▶ [TEXTE]:
Your cart is currently empty!
AC / MS
Numéro 23/315
COUR D’APPEL DE PAU
Chambre sociale
ARRÊT DU 26/01/2023
Dossier : N° RG 21/00159 – N° Portalis DBVV-V-B7F-HXXW
Nature affaire :
Demande de paiement de créances salariales sans contestation du motif de la rupture du contrat de travail
Affaire :
S.A.R.L. FREDERIQUE TRANSPORTS
C/
[F] [Z]
Grosse délivrée le
à :
RÉPUBLIQUE FRANÇAISE
AU NOM DU PEUPLE FRANÇAIS
A R R Ê T
Prononcé publiquement par mise à disposition de l’arrêt au greffe de la Cour le 26 Janvier 2023, les parties en ayant été préalablement avisées dans les conditions prévues au deuxième alinéa de l’article 450 du Code de Procédure Civile.
* * * * *
APRES DÉBATS
à l’audience publique tenue le 17 Novembre 2022, devant :
Madame CAUTRES, magistrate chargée du rapport,
assistée de Madame LAUBIE, greffière.
Madame CAUTRES, en application des articles 805 et 907 du Code de Procédure Civile et à défaut d’opposition a tenu l’audience pour entendre les plaidoiries et en a rendu compte à la Cour composée de :
Madame CAUTRES, Présidente
Madame SORONDO, Conseiller
Madame PACTEAU,Conseiller
qui en ont délibéré conformément à la loi.

▶ [CONSIGNE A]:
Comptez les lignes ci-dessous qui contiennent la chaîne « piece », en tenant compte de la casse, et donnez seulement ce nombre.
Les lignes ci-dessous n'ont aucun lien avec le texte.

▶ [DONNÉES FOURNIES]:

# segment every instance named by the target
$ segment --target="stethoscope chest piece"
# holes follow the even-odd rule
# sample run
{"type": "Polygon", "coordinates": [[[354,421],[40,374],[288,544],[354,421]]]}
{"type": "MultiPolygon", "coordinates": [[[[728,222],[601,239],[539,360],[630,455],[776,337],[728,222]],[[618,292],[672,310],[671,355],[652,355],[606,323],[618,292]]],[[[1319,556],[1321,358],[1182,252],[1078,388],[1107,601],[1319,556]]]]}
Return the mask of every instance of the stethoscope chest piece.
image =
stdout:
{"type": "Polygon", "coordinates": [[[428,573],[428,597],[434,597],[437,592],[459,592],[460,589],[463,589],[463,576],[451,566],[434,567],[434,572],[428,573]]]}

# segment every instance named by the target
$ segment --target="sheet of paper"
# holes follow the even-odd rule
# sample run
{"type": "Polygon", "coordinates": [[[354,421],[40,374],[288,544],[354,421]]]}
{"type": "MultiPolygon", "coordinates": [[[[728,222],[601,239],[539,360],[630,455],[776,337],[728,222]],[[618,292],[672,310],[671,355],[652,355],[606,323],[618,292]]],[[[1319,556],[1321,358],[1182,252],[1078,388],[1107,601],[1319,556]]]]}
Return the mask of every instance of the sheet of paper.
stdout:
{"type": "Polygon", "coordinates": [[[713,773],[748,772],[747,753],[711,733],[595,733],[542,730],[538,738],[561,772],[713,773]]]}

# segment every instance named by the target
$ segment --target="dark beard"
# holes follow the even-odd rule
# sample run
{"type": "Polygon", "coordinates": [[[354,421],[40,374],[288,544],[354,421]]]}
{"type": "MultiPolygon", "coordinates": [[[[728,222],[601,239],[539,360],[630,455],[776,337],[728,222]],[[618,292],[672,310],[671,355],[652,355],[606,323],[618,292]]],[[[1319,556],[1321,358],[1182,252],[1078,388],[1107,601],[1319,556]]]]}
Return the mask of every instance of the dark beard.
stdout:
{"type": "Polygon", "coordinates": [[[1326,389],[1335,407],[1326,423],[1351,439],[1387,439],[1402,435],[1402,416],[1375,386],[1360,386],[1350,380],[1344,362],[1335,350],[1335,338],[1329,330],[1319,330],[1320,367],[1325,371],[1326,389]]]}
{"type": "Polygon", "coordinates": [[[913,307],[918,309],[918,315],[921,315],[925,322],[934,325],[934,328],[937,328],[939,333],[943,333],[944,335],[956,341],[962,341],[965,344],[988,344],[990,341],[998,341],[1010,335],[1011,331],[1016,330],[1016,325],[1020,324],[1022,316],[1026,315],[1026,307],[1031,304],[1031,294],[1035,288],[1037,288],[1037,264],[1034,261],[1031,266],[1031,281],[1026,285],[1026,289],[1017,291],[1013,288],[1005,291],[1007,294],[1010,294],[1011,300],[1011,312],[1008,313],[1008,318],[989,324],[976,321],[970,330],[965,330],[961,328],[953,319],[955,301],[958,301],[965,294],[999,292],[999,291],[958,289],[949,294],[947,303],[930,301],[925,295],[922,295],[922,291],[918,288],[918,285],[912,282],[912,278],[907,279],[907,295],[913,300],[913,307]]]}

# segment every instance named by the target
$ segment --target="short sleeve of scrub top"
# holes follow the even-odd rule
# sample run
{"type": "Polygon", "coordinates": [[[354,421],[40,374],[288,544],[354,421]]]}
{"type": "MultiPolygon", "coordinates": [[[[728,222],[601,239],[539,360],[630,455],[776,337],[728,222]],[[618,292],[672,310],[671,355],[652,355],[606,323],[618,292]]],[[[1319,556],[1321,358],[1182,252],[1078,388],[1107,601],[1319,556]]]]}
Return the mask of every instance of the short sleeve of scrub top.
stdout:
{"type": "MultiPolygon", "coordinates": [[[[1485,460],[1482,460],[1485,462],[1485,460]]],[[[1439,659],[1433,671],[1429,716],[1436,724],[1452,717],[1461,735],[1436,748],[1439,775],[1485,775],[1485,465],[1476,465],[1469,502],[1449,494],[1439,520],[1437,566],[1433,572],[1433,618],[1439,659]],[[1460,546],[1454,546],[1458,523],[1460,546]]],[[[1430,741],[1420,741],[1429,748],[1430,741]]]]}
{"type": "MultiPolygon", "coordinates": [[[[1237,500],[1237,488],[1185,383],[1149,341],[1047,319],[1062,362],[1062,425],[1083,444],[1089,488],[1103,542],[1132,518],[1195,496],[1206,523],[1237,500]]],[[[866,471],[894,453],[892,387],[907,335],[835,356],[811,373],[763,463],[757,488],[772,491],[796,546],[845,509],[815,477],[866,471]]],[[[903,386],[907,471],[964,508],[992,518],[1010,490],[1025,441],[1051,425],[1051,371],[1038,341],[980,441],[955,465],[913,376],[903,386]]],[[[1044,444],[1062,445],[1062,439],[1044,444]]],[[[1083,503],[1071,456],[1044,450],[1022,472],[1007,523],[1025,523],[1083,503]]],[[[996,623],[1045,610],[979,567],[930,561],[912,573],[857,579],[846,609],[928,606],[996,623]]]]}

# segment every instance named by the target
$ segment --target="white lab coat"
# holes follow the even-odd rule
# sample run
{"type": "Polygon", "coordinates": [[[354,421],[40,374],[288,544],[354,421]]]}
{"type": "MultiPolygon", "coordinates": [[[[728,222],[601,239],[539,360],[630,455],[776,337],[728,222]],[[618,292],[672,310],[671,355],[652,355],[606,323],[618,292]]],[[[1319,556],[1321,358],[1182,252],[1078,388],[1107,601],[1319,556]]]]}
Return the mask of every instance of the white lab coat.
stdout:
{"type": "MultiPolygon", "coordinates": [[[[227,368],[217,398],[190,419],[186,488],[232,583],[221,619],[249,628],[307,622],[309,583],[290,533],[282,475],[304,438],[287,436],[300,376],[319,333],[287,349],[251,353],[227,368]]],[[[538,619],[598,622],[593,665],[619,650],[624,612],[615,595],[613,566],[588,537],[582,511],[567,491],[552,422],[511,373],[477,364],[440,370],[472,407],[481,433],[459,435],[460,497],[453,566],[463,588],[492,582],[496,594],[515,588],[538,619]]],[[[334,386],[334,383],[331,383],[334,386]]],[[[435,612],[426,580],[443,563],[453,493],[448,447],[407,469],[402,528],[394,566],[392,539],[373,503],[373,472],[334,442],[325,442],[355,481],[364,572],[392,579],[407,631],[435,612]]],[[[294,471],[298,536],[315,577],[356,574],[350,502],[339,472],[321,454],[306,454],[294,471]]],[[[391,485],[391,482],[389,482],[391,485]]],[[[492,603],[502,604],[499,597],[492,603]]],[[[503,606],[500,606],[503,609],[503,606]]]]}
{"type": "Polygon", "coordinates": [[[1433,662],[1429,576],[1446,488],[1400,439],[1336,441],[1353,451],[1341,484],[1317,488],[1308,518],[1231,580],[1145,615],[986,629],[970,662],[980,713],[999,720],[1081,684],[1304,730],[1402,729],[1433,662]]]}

▶ [CONSIGNE B]:
Reproduisez le texte ci-dessus en entier, sans la moindre modification.

▶ [SOLUTION RÉDIGÉE A]:
2

▶ [SOLUTION RÉDIGÉE B]:
Your cart is currently empty!
AC / MS
Numéro 23/315
COUR D’APPEL DE PAU
Chambre sociale
ARRÊT DU 26/01/2023
Dossier : N° RG 21/00159 – N° Portalis DBVV-V-B7F-HXXW
Nature affaire :
Demande de paiement de créances salariales sans contestation du motif de la rupture du contrat de travail
Affaire :
S.A.R.L. FREDERIQUE TRANSPORTS
C/
[F] [Z]
Grosse délivrée le
à :
RÉPUBLIQUE FRANÇAISE
AU NOM DU PEUPLE FRANÇAIS
A R R Ê T
Prononcé publiquement par mise à disposition de l’arrêt au greffe de la Cour le 26 Janvier 2023, les parties en ayant été préalablement avisées dans les conditions prévues au deuxième alinéa de l’article 450 du Code de Procédure Civile.
* * * * *
APRES DÉBATS
à l’audience publique tenue le 17 Novembre 2022, devant :
Madame CAUTRES, magistrate chargée du rapport,
assistée de Madame LAUBIE, greffière.
Madame CAUTRES, en application des articles 805 et 907 du Code de Procédure Civile et à défaut d’opposition a tenu l’audience pour entendre les plaidoiries et en a rendu compte à la Cour composée de :
Madame CAUTRES, Présidente
Madame SORONDO, Conseiller
Madame PACTEAU,Conseiller
qui en ont délibéré conformément à la loi.